Exercise brief:
Locate the line that contains "of the yellow". Print it and every subsequent line through the final line of the records, exactly and only those.

Input:
---------------

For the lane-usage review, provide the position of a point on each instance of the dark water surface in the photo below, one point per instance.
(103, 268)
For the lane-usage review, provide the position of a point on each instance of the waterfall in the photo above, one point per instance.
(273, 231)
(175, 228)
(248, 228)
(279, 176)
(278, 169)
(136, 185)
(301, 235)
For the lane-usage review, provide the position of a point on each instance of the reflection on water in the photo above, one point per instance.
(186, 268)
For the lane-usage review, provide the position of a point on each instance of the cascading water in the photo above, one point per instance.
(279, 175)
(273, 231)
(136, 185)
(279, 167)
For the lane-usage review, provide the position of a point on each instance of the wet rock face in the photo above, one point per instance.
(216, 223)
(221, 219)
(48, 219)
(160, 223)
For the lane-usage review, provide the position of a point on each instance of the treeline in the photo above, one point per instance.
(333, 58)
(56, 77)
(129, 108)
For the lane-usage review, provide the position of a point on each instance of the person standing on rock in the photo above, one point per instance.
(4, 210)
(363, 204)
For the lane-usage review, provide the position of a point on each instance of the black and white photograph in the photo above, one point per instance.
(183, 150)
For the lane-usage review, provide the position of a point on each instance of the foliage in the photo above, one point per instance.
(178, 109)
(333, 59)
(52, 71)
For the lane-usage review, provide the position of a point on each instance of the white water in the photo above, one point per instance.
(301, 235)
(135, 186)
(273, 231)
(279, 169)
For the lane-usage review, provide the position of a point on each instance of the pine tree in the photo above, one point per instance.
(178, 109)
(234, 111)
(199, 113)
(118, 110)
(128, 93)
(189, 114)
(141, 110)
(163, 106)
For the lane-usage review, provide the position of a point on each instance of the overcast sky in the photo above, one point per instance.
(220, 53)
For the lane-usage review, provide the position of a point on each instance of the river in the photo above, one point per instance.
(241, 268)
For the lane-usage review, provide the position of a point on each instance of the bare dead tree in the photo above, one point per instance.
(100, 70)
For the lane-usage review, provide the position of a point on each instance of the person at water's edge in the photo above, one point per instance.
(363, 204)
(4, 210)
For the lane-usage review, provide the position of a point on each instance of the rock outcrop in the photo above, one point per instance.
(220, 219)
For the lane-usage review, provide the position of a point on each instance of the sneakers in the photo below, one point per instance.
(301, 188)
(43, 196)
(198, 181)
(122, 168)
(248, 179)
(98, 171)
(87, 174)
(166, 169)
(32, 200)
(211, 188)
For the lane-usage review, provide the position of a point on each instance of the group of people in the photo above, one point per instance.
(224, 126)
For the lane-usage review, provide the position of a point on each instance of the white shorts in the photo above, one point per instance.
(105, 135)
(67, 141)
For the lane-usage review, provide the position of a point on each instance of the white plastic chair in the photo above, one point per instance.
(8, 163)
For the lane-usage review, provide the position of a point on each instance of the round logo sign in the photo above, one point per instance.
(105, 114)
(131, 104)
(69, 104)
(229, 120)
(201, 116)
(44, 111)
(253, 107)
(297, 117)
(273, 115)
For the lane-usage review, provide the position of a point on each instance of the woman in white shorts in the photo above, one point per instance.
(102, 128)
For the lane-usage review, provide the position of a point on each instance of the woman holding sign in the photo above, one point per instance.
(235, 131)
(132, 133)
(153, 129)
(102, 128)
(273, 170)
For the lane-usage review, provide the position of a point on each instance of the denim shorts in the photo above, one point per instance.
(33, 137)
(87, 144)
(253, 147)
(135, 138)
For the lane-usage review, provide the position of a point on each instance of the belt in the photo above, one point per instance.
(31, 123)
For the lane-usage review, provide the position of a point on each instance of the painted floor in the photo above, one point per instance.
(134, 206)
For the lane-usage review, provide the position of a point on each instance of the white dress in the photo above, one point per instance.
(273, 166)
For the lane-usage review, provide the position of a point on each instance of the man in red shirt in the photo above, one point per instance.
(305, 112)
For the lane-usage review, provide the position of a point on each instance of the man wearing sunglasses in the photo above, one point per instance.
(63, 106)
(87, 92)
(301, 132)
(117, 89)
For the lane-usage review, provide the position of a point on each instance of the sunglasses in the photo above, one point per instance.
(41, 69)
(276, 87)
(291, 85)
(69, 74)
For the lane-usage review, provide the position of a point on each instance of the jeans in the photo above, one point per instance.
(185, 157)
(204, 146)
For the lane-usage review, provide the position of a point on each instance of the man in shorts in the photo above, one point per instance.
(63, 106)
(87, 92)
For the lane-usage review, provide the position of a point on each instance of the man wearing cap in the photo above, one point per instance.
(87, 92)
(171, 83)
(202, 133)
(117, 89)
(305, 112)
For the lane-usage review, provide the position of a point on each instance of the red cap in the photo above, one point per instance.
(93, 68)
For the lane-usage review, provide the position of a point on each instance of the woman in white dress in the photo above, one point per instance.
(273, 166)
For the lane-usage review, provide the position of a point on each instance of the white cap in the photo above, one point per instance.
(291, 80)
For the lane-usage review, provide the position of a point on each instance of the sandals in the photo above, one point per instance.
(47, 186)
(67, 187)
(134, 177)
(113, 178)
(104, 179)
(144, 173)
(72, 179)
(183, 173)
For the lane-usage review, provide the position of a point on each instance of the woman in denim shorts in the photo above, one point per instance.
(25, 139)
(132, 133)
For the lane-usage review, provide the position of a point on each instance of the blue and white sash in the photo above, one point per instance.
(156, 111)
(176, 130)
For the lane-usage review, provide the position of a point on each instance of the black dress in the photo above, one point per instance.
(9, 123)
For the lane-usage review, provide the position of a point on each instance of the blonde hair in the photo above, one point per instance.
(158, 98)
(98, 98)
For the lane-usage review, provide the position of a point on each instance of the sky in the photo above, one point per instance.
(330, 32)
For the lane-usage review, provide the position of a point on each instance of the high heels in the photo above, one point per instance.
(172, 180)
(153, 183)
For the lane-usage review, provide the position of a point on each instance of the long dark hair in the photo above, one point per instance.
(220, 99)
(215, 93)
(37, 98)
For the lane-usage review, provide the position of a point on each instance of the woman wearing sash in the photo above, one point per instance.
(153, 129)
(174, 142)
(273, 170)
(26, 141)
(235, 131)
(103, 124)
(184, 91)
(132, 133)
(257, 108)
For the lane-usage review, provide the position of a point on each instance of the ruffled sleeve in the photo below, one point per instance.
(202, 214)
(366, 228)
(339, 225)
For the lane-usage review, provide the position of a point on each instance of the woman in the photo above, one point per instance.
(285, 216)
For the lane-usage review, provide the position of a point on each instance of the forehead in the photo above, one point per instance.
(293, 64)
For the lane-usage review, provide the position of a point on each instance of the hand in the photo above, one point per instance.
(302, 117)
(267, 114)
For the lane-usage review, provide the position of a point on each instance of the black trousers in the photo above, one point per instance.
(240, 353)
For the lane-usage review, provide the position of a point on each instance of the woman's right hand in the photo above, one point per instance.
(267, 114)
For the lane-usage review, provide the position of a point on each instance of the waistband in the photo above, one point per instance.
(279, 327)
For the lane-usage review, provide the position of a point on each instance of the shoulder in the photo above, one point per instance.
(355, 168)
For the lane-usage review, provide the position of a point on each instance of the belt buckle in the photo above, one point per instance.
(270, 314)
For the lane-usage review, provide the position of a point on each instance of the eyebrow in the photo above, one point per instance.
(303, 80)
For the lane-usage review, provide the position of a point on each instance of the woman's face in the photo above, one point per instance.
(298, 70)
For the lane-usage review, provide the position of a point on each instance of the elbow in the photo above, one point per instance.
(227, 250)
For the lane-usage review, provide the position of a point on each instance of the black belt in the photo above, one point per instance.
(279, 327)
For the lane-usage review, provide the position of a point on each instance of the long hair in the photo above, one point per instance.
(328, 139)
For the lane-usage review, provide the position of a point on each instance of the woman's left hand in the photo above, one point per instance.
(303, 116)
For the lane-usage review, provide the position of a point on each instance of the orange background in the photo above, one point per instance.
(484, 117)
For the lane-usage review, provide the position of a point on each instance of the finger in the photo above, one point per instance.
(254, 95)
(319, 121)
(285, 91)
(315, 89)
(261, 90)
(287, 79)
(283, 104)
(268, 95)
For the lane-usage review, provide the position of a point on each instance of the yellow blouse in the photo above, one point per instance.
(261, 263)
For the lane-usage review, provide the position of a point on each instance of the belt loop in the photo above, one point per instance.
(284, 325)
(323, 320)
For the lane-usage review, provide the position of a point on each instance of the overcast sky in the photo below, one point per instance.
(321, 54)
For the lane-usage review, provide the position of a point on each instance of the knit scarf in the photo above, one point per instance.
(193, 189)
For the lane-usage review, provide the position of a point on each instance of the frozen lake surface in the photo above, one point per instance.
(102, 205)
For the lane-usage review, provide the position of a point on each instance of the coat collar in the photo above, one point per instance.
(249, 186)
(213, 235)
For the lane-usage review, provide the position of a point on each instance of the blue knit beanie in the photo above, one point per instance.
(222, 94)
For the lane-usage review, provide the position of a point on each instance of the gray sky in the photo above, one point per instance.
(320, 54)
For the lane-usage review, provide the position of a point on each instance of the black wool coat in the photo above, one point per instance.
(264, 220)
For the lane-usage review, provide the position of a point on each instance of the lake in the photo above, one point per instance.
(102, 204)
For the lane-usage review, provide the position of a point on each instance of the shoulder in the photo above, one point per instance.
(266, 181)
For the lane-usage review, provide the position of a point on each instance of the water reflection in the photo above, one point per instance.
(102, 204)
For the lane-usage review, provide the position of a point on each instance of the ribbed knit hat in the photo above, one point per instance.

---------------

Answer to the task:
For the lane-usage review, provide the position of a point on each instance of the yellow blouse in the photo above, one point per instance.
(261, 263)
For the lane-usage review, provide the position of a point on each instance of the belt loop in the photo above, one point per instance.
(284, 325)
(323, 320)
For the lane-usage review, provide the position of a point on each instance of the overcast sky in the photo below, one point per instance.
(321, 54)
For the lane-usage review, provide the position of a point on each instance of the knit scarf in the photo above, one point per instance.
(193, 189)
For the lane-usage review, provide the position of a point on each instance of the frozen lake surface in the photo above, one point per instance.
(102, 205)
For the lane-usage review, provide the position of a point on each instance of the coat collar in the photo above, one point per instance.
(249, 186)
(213, 235)
For the lane-usage review, provide the position of a point on each instance of the blue knit beanie in the photo above, one point per instance.
(222, 94)
For the lane-usage review, provide the position of a point on each instance of the gray sky in the photo above, one point per instance.
(320, 54)
For the lane-usage review, provide the position of a point on each instance of the black wool coat in the photo above, one point per instance.
(264, 220)
For the lane-usage review, provide the position of a point on each instance of the lake in the photo above, one point per instance.
(102, 204)
For the lane-usage review, provide the position of a point on each instance of the shoulder in the photo above, one point per instance.
(266, 181)
For the lane-usage review, provide the position of a point on each instance of the water reflection in the photo above, one point per instance.
(102, 204)
For the lane-usage review, provide the position of a point on each instance of the ribbed knit hat in the photo above, one point per instance.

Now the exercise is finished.